*** TASK INPUT ***
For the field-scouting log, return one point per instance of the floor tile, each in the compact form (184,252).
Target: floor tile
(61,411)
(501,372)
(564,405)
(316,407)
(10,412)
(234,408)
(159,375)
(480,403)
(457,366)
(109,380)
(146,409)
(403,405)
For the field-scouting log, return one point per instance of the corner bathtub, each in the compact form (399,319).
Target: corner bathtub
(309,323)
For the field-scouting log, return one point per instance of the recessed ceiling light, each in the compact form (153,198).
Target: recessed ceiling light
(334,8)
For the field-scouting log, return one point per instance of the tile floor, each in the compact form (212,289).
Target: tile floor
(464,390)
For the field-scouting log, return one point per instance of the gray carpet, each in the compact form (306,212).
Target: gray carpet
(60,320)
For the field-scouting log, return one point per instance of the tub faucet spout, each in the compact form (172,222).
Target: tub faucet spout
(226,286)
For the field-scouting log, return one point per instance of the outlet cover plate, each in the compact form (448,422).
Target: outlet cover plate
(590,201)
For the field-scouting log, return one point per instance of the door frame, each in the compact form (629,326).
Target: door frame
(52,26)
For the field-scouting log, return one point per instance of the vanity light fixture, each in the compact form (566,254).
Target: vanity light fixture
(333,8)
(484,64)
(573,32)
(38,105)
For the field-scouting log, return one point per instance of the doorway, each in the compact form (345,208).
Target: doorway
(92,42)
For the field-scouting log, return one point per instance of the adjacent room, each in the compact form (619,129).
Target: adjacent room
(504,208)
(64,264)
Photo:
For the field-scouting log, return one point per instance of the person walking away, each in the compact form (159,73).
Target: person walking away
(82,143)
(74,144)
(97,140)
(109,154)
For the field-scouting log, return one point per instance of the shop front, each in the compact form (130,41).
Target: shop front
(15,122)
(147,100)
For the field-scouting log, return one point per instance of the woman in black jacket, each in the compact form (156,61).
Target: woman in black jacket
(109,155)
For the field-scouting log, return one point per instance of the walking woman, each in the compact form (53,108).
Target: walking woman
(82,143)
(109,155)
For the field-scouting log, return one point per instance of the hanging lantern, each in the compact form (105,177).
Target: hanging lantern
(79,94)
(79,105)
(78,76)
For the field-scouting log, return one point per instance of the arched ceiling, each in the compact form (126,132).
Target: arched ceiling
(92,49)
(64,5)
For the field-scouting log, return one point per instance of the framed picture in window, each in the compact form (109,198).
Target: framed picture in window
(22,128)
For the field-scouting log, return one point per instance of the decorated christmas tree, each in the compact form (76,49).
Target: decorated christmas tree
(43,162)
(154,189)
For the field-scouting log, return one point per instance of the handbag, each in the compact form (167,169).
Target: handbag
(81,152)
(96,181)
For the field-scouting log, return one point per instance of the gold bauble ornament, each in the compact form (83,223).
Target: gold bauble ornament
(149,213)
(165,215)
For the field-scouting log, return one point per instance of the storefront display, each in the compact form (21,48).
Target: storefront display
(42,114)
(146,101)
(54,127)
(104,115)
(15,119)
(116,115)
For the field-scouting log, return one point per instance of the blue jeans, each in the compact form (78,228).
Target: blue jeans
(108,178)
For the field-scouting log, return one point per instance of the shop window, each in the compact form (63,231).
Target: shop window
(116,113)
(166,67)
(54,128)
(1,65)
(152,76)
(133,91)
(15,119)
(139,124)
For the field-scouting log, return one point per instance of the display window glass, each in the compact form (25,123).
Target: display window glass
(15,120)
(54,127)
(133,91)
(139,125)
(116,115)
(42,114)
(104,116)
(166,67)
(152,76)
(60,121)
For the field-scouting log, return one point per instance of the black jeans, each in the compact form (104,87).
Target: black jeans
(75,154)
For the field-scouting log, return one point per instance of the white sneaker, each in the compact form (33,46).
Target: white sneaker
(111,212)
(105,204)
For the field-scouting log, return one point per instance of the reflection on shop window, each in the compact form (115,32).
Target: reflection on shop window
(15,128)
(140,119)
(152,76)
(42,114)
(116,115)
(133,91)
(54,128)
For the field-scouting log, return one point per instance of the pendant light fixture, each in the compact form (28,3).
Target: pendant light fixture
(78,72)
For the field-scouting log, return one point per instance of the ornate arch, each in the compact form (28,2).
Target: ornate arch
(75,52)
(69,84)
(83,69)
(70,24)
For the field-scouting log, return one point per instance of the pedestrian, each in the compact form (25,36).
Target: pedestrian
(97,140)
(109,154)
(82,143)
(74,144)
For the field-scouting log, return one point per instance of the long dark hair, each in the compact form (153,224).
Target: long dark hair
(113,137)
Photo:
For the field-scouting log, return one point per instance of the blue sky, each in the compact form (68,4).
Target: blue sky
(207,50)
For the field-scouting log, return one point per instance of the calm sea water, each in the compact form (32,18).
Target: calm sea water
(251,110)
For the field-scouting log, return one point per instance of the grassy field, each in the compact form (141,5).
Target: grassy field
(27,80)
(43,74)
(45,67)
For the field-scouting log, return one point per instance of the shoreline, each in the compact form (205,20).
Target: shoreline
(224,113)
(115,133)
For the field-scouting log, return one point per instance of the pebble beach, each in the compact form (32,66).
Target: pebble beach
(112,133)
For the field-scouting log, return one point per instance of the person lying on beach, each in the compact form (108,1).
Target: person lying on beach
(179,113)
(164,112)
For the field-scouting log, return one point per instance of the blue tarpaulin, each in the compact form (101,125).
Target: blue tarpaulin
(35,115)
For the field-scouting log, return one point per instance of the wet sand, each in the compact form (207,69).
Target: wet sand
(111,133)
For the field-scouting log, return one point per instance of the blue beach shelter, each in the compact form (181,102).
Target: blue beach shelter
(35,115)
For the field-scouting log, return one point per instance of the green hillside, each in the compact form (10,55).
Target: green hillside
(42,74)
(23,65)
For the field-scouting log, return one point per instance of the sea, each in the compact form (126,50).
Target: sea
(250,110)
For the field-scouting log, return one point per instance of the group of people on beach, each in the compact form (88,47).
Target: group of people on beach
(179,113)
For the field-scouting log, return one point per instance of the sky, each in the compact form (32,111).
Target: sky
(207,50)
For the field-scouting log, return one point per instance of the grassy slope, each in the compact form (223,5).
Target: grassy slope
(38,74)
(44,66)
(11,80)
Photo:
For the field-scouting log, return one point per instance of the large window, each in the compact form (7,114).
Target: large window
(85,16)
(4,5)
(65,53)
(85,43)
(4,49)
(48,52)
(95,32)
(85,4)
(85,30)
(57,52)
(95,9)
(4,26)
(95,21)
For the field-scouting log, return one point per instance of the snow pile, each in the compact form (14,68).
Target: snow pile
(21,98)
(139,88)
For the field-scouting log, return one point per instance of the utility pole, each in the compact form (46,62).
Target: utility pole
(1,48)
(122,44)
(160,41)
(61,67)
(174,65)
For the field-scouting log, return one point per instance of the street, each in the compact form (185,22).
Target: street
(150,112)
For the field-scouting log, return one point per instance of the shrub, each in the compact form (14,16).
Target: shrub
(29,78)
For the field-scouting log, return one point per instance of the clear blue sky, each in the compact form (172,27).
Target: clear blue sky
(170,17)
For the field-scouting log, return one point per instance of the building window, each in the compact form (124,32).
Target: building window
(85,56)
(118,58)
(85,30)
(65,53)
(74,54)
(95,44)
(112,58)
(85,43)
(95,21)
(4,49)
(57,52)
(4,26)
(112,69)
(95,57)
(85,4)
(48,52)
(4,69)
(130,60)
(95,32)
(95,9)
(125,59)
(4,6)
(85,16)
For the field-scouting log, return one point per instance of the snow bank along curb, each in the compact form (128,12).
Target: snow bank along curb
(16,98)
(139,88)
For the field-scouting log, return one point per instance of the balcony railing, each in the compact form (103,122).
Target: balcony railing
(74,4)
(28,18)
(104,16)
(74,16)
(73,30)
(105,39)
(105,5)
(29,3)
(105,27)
*** End of TASK INPUT ***
● TASK REQUIREMENTS
Give back the whole listing. Match it exactly.

● PROBLEM SOLUTION
For the field-scouting log, return one point per instance of the floor tile, each in the compact form (184,252).
Target: floor tile
(61,411)
(501,372)
(564,405)
(316,407)
(10,412)
(234,408)
(159,375)
(480,403)
(457,366)
(109,380)
(146,409)
(403,405)
For the field-scouting log, return one point per instance of the corner bathtub, each in the compact form (399,319).
Target: corner bathtub
(309,323)
For the field-scouting log, return one point per instance of the recessed ceiling light, each in the compact form (153,198).
Target: recessed ceiling light
(334,8)
For the field-scouting log, return one point per instance of the tile floor, each in the compact form (212,289).
Target: tile floor
(464,390)
For the field-scouting log, return one point per instance of the gray carpet, each in the compact form (306,212).
Target: gray carpet
(60,320)
For the field-scouting log, return one point per instance of the tub faucet spout, each in the compact form (172,222).
Target: tub faucet spout
(226,286)
For the field-scouting log, return one point per instance of the outlet cover plate, each in the compact form (448,422).
Target: outlet cover plate
(590,201)
For the field-scouting log, return one point per instance of the door frame, each in the compact form (629,326).
Target: door frame
(52,26)
For the field-scouting log, return one point per instance of the vanity light fixture, each in the compact form (566,254).
Target: vanity light fixture
(333,8)
(484,64)
(573,32)
(38,105)
For the field-scouting log, return one point per instance of the doorway, each in the compact form (345,208).
Target: doorway
(92,42)
For the field-scouting log, return one point per instance of the adjacent room, each in the compact form (619,129).
Target: adjacent room
(504,208)
(64,264)
Photo:
For the field-scouting log, return one point per instance of the person walking away, each in the compact form (159,73).
Target: person walking away
(82,143)
(74,144)
(97,140)
(109,154)
For the field-scouting log, return one point per instance of the shop front, each in the compact form (130,41).
Target: shop front
(15,122)
(147,100)
For the field-scouting log, return one point per instance of the woman in black jacket, each in the compact form (156,61).
Target: woman in black jacket
(109,155)
For the field-scouting log, return one point per instance of the walking woman, each in the compact form (53,108).
Target: walking woman
(82,143)
(109,155)
For the field-scouting log, return one point per instance of the hanging lantern, each in the compact form (105,177).
Target: hanging lantern
(79,94)
(79,105)
(78,76)
For the field-scouting log, return one point per instance of the arched ceiling, each in the compact form (126,132).
Target: arched ceiling
(92,49)
(64,5)
For the field-scouting log, return one point per instance of the framed picture in window, each in the compact form (109,198).
Target: framed picture in window
(22,128)
For the field-scouting log, return one point per instance of the decorated christmas tree, each in the compact form (76,49).
Target: decorated christmas tree
(43,162)
(154,189)
For the field-scouting log, return one point per instance of the handbag, each in the compact form (167,169).
Target: handbag
(81,152)
(96,181)
For the field-scouting log, return one point per instance of the gold bauble ornament, each in the compact form (83,223).
Target: gold bauble ornament
(149,213)
(165,215)
For the field-scouting log, return one point per instance of the storefront display, each in the compact form (21,48).
Target: storefront display
(42,114)
(146,101)
(54,127)
(104,115)
(15,119)
(116,115)
For the field-scouting log, return one point per instance of the blue jeans, each in the compact form (78,228).
Target: blue jeans
(108,178)
For the field-scouting log, return one point per instance of the shop window, each in the compact form (63,231).
Target: shop window
(116,113)
(166,67)
(54,128)
(1,65)
(152,76)
(133,91)
(15,119)
(139,124)
For the field-scouting log, return one point per instance of the display window glass, each in the compact form (25,123).
Target: display window glass
(15,120)
(54,127)
(133,91)
(139,125)
(116,115)
(42,114)
(104,116)
(166,67)
(152,76)
(60,121)
For the field-scouting log, return one point per instance of the black jeans, each in the compact form (104,87).
Target: black jeans
(75,154)
For the field-scouting log, return one point per instance of the white sneaker, each in the compact form (33,46).
Target: white sneaker
(111,212)
(105,204)
For the field-scouting log, return one point per instance of the reflection on shop window, each in the compact form (115,32).
Target: reflection on shop window
(15,128)
(140,119)
(152,76)
(42,114)
(116,115)
(133,91)
(54,128)
For the field-scouting log, return one point per instance of the pendant light fixture, each in the compact form (28,3).
Target: pendant light fixture
(78,72)
For the field-scouting log, return one point per instance of the ornate arch, each in the compact form (28,2).
Target: ornate arch
(75,52)
(69,84)
(83,69)
(70,24)
For the field-scouting log, return one point per instance of the pedestrian, each in the compact form (25,36).
Target: pedestrian
(97,140)
(109,154)
(82,143)
(74,144)
For the field-scouting log, return one point per instance of the long dark hair, each in the compact form (153,224).
Target: long dark hair
(113,137)
Photo:
For the field-scouting log, return one point per instance of the blue sky, each in the compact form (68,4).
Target: blue sky
(207,50)
For the field-scouting log, return one point per instance of the calm sea water, each in the compact form (32,18).
Target: calm sea water
(251,110)
For the field-scouting log, return one point per instance of the grassy field, each in the compact form (141,5).
Target: grassy field
(27,80)
(43,74)
(45,67)
For the field-scouting log, return one point per instance of the shoreline, each in the compact form (205,20).
Target: shoreline
(224,113)
(115,133)
For the field-scouting log, return one point per instance of the pebble beach, each in the compact form (32,66).
Target: pebble beach
(112,133)
For the field-scouting log, return one point per instance of the person lying on beach, each in the compact form (108,1).
Target: person lying on beach
(179,113)
(164,112)
For the field-scouting log, return one point per instance of the blue tarpaulin, each in the compact form (101,125).
Target: blue tarpaulin
(35,115)
For the field-scouting log, return one point per instance of the wet sand, each in the compact form (207,69).
Target: wet sand
(111,133)
For the field-scouting log, return one point per instance of the blue beach shelter, each in the compact form (181,102).
Target: blue beach shelter
(35,115)
For the field-scouting log, return one point per instance of the green hillside, each in the compact form (10,55).
Target: green hillside
(42,74)
(23,65)
For the field-scouting log, return one point per instance of the sea, each in the compact form (126,50).
Target: sea
(250,110)
For the field-scouting log, return one point per instance of the group of people on beach, each in the compact form (88,47).
Target: group of people on beach
(179,113)
For the field-scouting log, return one point per instance of the sky, each in the compact form (32,111).
Target: sky
(207,50)
For the field-scouting log, return one point per instance of the grassy slope, each in the compact form (223,5).
Target: grassy slope
(38,74)
(44,66)
(11,80)
Photo:
For the field-scouting log, return one point per instance of the large window, each in the compact form (7,114).
Target: large window
(85,16)
(4,5)
(65,53)
(85,43)
(4,49)
(48,52)
(95,32)
(85,4)
(85,30)
(57,52)
(95,9)
(4,26)
(95,21)
For the field-scouting log, return one point per instance of the snow pile, each in the compact form (14,68).
Target: snow pile
(21,98)
(139,88)
For the field-scouting log, return one point per instance of the utility pole, each in the compact form (46,62).
Target: utility pole
(1,48)
(122,44)
(160,41)
(61,67)
(174,65)
For the field-scouting log, return one point per instance of the street, each in the compact form (185,22).
Target: street
(150,112)
For the field-scouting log, return one point per instance of the shrub, each in the compact form (14,16).
Target: shrub
(29,78)
For the field-scouting log, return one point per instance of the clear blue sky, each in the compact form (172,27).
Target: clear blue sky
(170,17)
For the field-scouting log, return one point per instance of the building window, each in the compact form (124,32).
Target: building window
(85,56)
(118,58)
(85,30)
(65,53)
(74,54)
(95,44)
(112,58)
(85,43)
(95,21)
(4,49)
(57,52)
(4,26)
(112,69)
(95,57)
(85,4)
(48,52)
(4,69)
(130,60)
(95,32)
(95,9)
(125,59)
(4,6)
(85,16)
For the field-scouting log, return one point per instance of the snow bank along curb, each in the compact form (128,12).
Target: snow bank along curb
(16,98)
(139,88)
For the field-scouting log, return one point per instance of the balcony railing, each in the compact form (103,122).
Target: balcony railing
(74,4)
(28,18)
(104,16)
(74,16)
(73,30)
(105,39)
(105,5)
(29,3)
(105,27)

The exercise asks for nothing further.